Named object pointing entries:
......

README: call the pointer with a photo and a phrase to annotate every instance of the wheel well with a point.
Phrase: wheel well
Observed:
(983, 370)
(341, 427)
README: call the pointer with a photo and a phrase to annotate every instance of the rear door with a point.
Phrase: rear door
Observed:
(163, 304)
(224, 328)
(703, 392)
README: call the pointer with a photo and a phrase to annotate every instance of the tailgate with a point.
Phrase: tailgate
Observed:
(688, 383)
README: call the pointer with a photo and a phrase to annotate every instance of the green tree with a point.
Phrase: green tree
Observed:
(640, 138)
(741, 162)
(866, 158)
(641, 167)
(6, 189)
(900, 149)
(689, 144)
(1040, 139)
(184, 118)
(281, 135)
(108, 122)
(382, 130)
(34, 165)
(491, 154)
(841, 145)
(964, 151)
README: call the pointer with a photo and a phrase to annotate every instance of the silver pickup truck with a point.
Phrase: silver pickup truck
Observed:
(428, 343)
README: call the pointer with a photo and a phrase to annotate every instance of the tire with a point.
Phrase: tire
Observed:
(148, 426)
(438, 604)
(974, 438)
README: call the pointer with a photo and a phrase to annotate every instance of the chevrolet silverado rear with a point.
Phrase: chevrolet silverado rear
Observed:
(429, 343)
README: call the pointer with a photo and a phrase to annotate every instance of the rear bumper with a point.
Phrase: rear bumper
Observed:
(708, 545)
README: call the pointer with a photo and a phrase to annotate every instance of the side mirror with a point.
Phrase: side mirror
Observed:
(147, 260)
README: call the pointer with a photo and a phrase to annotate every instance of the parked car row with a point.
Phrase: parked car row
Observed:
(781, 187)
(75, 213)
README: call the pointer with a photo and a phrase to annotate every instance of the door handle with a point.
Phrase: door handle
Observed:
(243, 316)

......

EXERCISE BRIEF: Retype the data in full and match it exactly.

WRITTEN RESPONSE:
README: call the pointer with a photo and a phrase to annotate every instance of the wheel well with a point.
Phrase: wheel well
Observed:
(983, 370)
(341, 427)
README: call the pointer with a photo and a phrase to annotate every instance of the rear door with a point.
Phrase: rear door
Observed:
(163, 304)
(224, 328)
(703, 392)
README: call the pointer with a photo and a phrase to annotate every instance of the tailgate with a point.
Phrase: tailgate
Observed:
(688, 383)
README: call the pointer with a photo and a phrase to annotate every instance of the green tree with a point.
Phrase: green tree
Observed:
(640, 138)
(741, 162)
(866, 158)
(641, 167)
(6, 189)
(900, 149)
(689, 144)
(1040, 139)
(184, 118)
(281, 135)
(108, 122)
(382, 130)
(34, 165)
(491, 154)
(841, 145)
(964, 151)
README: call the pointer with a photo and a phrase to annotate every instance of the silver pickup truck with a point.
Phrase: silver pickup truck
Observed:
(428, 343)
README: call the pointer with a photo and a phrase to annotate every instance of the tire with a point.
Phrase: tire
Observed:
(148, 426)
(438, 604)
(974, 438)
README: call the pointer with a photo and a phrase to annotate every instance of the chevrolet silverado rear with a point.
Phrase: chevrolet silverado rear
Observed:
(429, 343)
README: call the pointer with a photo and a phrase to annotate every instance of the rear bumper with a point.
Phrase: rear bumper
Observed:
(708, 545)
README: call the pointer with a photo and a phrase to annotate every instance of the side mirror with a point.
Phrase: side mirror
Observed:
(147, 260)
README: call the pointer with a photo and a phrase to annotate every instance of the parked car row with a point.
Phrase: parked car row
Observed:
(781, 187)
(75, 213)
README: call the pointer with a photo and a phrase to annotate every instance of the door handle with a point.
Phrase: door handle
Observed:
(243, 316)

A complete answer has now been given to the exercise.